TASK STATEMENT: Copy the following data exactly, line for line.

ENTRIES SHOWN:
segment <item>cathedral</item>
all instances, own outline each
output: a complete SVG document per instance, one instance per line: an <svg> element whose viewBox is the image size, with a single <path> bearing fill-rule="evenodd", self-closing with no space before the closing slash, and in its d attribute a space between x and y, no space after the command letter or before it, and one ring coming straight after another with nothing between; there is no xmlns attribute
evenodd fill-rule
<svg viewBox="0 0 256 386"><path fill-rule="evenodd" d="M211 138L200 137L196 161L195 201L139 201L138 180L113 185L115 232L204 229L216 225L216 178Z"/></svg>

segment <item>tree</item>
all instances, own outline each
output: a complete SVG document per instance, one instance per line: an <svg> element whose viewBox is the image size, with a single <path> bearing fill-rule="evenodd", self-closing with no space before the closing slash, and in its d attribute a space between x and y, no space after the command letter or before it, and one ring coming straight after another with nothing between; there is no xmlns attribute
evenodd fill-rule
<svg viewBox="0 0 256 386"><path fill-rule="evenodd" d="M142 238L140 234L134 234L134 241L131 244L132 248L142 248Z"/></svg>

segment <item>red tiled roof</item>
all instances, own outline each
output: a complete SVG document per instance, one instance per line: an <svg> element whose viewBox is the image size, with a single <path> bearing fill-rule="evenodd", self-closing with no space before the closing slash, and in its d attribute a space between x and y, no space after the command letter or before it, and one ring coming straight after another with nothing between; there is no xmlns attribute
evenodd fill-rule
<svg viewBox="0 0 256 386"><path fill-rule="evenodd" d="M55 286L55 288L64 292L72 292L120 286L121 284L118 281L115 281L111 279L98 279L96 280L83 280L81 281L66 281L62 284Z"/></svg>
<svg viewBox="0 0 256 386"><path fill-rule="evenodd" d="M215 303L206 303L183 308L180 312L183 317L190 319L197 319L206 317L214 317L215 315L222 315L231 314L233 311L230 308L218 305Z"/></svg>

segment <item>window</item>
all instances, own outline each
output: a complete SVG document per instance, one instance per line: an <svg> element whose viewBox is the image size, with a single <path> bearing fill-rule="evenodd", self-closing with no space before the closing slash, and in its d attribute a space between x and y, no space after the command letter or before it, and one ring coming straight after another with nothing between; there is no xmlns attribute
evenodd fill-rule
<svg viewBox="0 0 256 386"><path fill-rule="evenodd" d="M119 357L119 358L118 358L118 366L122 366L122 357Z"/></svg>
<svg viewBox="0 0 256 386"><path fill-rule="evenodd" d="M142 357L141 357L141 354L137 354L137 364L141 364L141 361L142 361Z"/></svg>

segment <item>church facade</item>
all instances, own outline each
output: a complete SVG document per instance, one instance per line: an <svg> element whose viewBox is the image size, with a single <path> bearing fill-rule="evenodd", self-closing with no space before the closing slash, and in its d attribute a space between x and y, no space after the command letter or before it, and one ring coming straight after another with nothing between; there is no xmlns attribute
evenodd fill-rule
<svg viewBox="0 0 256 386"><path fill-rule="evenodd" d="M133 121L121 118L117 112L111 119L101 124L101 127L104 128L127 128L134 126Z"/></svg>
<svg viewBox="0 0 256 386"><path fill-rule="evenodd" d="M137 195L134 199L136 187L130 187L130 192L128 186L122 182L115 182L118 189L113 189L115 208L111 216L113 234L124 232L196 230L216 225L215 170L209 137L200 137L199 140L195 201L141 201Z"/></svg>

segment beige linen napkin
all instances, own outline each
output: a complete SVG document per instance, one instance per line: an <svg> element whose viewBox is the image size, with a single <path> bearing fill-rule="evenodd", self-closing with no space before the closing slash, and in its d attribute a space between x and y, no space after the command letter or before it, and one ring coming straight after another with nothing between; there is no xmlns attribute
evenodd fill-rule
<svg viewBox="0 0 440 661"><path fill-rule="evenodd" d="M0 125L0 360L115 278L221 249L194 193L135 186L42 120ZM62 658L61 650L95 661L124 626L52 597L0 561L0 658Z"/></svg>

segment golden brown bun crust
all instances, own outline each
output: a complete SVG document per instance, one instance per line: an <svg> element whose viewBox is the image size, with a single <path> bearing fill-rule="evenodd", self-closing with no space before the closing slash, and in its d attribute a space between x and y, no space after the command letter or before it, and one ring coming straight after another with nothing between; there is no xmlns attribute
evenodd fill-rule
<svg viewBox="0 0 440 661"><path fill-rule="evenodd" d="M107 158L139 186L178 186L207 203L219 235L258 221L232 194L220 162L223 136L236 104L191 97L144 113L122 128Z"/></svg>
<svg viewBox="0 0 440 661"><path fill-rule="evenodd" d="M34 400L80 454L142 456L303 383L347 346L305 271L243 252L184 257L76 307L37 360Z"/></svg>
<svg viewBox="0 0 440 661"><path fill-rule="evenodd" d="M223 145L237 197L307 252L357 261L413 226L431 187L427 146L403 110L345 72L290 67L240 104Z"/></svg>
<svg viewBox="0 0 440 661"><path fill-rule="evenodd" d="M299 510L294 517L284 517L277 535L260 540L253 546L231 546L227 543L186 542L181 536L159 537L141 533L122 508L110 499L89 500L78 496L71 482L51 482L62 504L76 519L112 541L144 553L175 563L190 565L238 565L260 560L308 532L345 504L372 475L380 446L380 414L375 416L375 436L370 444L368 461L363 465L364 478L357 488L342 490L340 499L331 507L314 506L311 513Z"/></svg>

SOLUTION BELOW:
segment <item>cathedral</item>
all instances, own outline each
output: a complete SVG document per instance, one instance per line: an <svg> element whose viewBox is the image size, with a single <path> bearing fill-rule="evenodd", self-closing with no space before the closing slash, and in its d attribute a space between x and y, no space after the command letter or before it, and one ring coming straight after another with nothing between; there is no xmlns attribute
evenodd fill-rule
<svg viewBox="0 0 256 386"><path fill-rule="evenodd" d="M211 138L200 137L196 161L195 201L139 201L138 180L113 185L115 232L204 229L216 225L216 178Z"/></svg>

segment <item>tree</item>
all instances, own outline each
output: a complete SVG document per instance, one instance per line: an <svg> element whose viewBox is the image size, with a single <path> bearing fill-rule="evenodd", self-closing with no space before the closing slash, and in its d attribute a space between x and y, no space after the command letter or before it, and one ring coming straight after another with nothing between; there is no xmlns attribute
evenodd fill-rule
<svg viewBox="0 0 256 386"><path fill-rule="evenodd" d="M142 238L140 234L134 234L134 241L131 244L132 248L142 248Z"/></svg>

segment <item>red tiled roof</item>
all instances, own outline each
output: a complete SVG document per instance, one instance per line: an <svg> element whose viewBox is the image size, with a single <path> bearing fill-rule="evenodd", self-closing with no space before the closing slash, and in its d attribute a space between x and y, no space after the command letter or before it, and one ring coming straight after another with nothing between; there is no xmlns attribute
evenodd fill-rule
<svg viewBox="0 0 256 386"><path fill-rule="evenodd" d="M55 286L55 288L64 292L72 292L120 286L121 284L118 281L115 281L111 279L98 279L96 280L83 280L81 281L66 281L62 284Z"/></svg>
<svg viewBox="0 0 256 386"><path fill-rule="evenodd" d="M215 303L206 303L183 308L180 312L183 317L190 319L197 319L206 317L214 317L215 315L222 315L231 314L233 311L230 308L218 305Z"/></svg>

segment <item>window</item>
all instances, own outline each
output: a complete SVG document per instance, one instance per line: an <svg> element whose viewBox is the image size, with a single <path> bearing fill-rule="evenodd", self-closing with no space before the closing slash, and in its d attribute a space between x and y, no space after the command letter or before it, and one ring coming straight after another with nothing between; there is no xmlns attribute
evenodd fill-rule
<svg viewBox="0 0 256 386"><path fill-rule="evenodd" d="M119 357L119 358L118 358L118 366L122 366L122 357Z"/></svg>
<svg viewBox="0 0 256 386"><path fill-rule="evenodd" d="M142 357L141 357L141 354L137 354L137 364L141 364L141 361L142 361Z"/></svg>

segment <item>church facade</item>
all instances, own outline each
output: a complete SVG document per instance, one instance per line: an <svg> element whose viewBox is the image size, with a single <path> bearing fill-rule="evenodd", self-closing with no space before the closing slash, and in its d attribute a space between x and y, no space after the command letter or before it, and one ring coming straight after another with nothing between; there is no xmlns attribute
evenodd fill-rule
<svg viewBox="0 0 256 386"><path fill-rule="evenodd" d="M133 121L121 118L117 112L111 119L101 124L101 127L104 128L127 128L134 126Z"/></svg>
<svg viewBox="0 0 256 386"><path fill-rule="evenodd" d="M137 195L134 199L136 187L130 187L130 192L128 186L122 182L115 182L118 189L113 189L115 208L111 216L113 234L124 232L196 230L216 225L215 170L209 137L200 137L199 140L195 201L141 201Z"/></svg>

segment beige linen napkin
all instances, own outline each
output: a complete SVG document per instance, one instance per line: an <svg> element whose viewBox is the image size, with a single <path> bearing fill-rule="evenodd", self-closing with no space before the closing slash, and in its d attribute a space between x and y, no space after the command letter or before it, and one ring coming straight after another with nothing between; there is no xmlns attribute
evenodd fill-rule
<svg viewBox="0 0 440 661"><path fill-rule="evenodd" d="M0 125L0 360L115 278L221 249L194 193L135 186L42 120ZM62 658L61 650L95 661L124 626L52 597L0 561L0 658Z"/></svg>

segment golden brown bun crust
all instances, own outline each
output: a complete SVG document per instance, one instance per line: an <svg> element whose viewBox is the image size, with a single <path> bearing fill-rule="evenodd", self-closing with no space before the closing slash, and in its d attribute a space between x and y, no space after the command letter or before it, and one ring coming straight after another with nothing between; there is no xmlns attribute
evenodd fill-rule
<svg viewBox="0 0 440 661"><path fill-rule="evenodd" d="M107 158L139 186L178 186L207 203L219 235L258 221L232 194L220 162L223 136L236 104L191 97L144 113L122 128Z"/></svg>
<svg viewBox="0 0 440 661"><path fill-rule="evenodd" d="M34 400L80 454L142 456L303 383L347 346L305 271L243 252L184 257L76 307L37 360Z"/></svg>
<svg viewBox="0 0 440 661"><path fill-rule="evenodd" d="M223 145L237 197L307 252L357 261L413 226L431 187L427 146L403 110L345 72L290 67L240 104Z"/></svg>
<svg viewBox="0 0 440 661"><path fill-rule="evenodd" d="M299 510L294 517L284 517L277 535L260 540L253 546L231 546L227 543L186 542L181 536L159 537L141 533L122 508L110 499L89 500L78 496L71 482L51 482L62 504L76 519L112 541L144 553L175 563L190 565L238 565L260 560L308 532L345 504L372 475L380 446L380 414L375 416L375 436L370 444L368 461L363 465L364 478L357 488L342 490L340 499L331 507L314 506L311 513Z"/></svg>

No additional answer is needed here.